▸ Tasks:
a) What theme did the Young Actuaries Conference highlights give for the conference?
b) Pick up the Young Actuaries Conference highlights after the last sentence shown and write the next few paragraphs.

▸ Excerpted passage:
--- --- ---
Highlights from the YAC

The Young Actuaries Conference (YAC) looked into both past and future challenges for the new actuaries of today, across three Plenary sessions.

From top left: Brett Peppler, Rick Shaw, Rade Musulin, Elizabeth Baker, Jennifer Lang, Suzanne Patten, Meray El-Khoury, Annette King, and Aliza Yau, who all presented at the YAC.

The YAC offered attendees a wide range of insights, from soft skills to emerging technologies and networking opportunities. Attendees were provided with engaging content to help learn how to navigate newer, bigger challenges with unshakeable confidence, and to better prepare themselves for changes in the new year.

The theme ‘Navigating Wider Horizons’ encompassed all the challenges actuaries have pushed through in 2021 with a goal to identify, assess and extinguish the emerging issues in the new year.

Plenary #1: Emerging fields, evolving risks

The first Plenary delved into risk management, challenging the audience to move beyond aggregating risk data to start changing the way actuaries looked at risk.

Managing director of Intelligent Futures, Brett Peppler, told the audience that many traditional tools of risk management were less suited to analysing a complex world.

Brett noted that although actuaries are drowning in data, they are still thirsting for insight and knowledge.

“We process [data], make it look beautiful, and then submit it to some executive committee to review. But we have to tell a story with the risk information that we have, it has to be compelling, and it has to lead to action,” Brett said.

Deloitte Partner of Consulting, Rick Shaw, noted that the data actuaries have available has a limited predictive propensity.

Finity Consulting Principal, Rade Musulin, warned the audience that very little of what actuaries learn in the qualification process was going to help them in assessing emerging financial risks such as climate risk.

Rade said that actuaries will have to start to understand natural perils, social sciences, macroeconomics, rather than mathematics, data, and computer science.
--- --- ---
▸ Dataset extract:

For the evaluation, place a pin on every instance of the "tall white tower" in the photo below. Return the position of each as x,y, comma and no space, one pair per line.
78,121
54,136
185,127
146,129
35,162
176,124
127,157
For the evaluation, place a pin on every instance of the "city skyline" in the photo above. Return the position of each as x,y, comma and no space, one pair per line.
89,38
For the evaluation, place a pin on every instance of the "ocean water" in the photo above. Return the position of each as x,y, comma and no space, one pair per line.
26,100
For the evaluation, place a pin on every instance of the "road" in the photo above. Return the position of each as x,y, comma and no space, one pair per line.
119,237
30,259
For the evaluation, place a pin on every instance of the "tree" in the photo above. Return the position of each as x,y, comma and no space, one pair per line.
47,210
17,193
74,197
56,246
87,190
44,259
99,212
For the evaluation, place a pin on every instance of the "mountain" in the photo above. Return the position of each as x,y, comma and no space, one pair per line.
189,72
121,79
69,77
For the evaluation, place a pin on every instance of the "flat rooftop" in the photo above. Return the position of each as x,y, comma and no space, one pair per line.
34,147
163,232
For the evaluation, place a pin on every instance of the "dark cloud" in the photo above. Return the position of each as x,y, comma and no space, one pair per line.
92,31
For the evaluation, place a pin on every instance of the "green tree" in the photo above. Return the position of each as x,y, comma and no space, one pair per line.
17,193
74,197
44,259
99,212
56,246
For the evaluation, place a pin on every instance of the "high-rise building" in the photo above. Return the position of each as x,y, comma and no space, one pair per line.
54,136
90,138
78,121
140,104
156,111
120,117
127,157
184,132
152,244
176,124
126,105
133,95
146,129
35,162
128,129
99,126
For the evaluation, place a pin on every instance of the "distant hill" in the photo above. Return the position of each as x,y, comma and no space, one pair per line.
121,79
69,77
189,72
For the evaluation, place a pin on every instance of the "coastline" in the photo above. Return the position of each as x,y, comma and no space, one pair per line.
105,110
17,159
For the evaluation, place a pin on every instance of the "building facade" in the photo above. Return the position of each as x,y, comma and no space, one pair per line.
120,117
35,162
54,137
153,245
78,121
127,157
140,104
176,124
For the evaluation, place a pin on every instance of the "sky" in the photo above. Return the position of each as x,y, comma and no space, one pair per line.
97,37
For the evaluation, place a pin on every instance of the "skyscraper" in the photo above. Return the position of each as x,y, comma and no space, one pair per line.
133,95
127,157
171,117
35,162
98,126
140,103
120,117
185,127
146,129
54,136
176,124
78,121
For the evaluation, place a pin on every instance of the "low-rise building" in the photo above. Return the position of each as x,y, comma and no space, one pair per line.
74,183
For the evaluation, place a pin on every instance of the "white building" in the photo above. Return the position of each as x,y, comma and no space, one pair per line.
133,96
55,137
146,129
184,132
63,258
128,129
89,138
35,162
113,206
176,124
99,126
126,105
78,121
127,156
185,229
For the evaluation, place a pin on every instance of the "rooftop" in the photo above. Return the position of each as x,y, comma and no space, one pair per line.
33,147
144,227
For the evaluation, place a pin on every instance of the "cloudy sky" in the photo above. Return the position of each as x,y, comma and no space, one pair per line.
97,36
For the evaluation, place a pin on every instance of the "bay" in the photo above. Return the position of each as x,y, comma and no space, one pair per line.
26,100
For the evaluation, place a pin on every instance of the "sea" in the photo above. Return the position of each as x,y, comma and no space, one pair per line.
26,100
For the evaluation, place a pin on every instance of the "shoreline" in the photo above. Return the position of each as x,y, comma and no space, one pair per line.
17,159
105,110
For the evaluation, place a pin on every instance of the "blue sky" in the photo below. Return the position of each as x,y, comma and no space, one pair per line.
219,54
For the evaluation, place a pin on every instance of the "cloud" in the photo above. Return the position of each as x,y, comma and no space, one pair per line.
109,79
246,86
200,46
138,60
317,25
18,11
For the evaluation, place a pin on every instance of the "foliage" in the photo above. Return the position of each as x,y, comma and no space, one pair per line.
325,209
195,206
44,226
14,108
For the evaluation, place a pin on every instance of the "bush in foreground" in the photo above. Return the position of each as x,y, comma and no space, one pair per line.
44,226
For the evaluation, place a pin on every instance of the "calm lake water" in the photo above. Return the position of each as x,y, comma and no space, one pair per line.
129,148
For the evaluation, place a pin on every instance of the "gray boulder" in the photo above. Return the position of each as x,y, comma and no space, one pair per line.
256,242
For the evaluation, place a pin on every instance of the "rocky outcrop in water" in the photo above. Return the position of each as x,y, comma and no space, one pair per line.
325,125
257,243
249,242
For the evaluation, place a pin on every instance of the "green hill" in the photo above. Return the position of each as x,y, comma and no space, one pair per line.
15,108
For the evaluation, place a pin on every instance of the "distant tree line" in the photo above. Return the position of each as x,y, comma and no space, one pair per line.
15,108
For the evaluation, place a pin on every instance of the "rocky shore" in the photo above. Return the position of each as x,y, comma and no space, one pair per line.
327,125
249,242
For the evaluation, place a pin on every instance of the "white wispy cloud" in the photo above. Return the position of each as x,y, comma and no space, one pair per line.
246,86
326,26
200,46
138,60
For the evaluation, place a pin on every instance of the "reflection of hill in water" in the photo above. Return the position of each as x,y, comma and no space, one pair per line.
--- --- ---
▸ Task results:
a) 'Navigating Wider Horizons'

b)
Actuaries Institute Risk Management Practice Committee Convenor, Elizabeth Baker, warned actuaries needed to engage with stakeholders regarding non-financial risks, because they could turn into financial risks. For example, cybersecurity, talent management, organisational governance issues and disruptive innovation were some of the non-financial risks actuaries needed to monitor in 2022.

Plenary #2: Decisions under uncertainty – COVID, actuaries and lessons learned


The second Plenary looked at the impact of the COVID-19 pandemic over the last 18 months on the insurance landscape.

In March 2020, the Institute set up the COVID-19 Working Group to examine what might occur across insurance companies, both in their internal structures and business models, as well as how COVID might affect claims, revenues, and overall profits.

One of the unexpected outcomes was that overall life industry profitability improved as efforts to suppress COVID-19 also lowered mortality rates from respiratory-related deaths, Jennifer Lang (COVID-19 Working Group Convenor) told the audience.

General insurers are still trying to determine if COVID-19 impacts on insurance pricing and products are going to be long-tailed or short-lived, IAG Actuary Suzanne Patten told the audience.

Plenary# 3: It’s not on the CV. The real secrets of career success



In the third Plenary, a panel of speakers led the audience through a timeline of their career path and what led them to their current senior roles.

Chief Insurance Officer at MetLife, Meray El-Khoury, told the audience that shifting from a specialist to a manager of people was one of the most challenging aspects of her move into her current position.

Her current role was more focused on articulating her vision of the business among her employees and getting them to support and adopt that vision.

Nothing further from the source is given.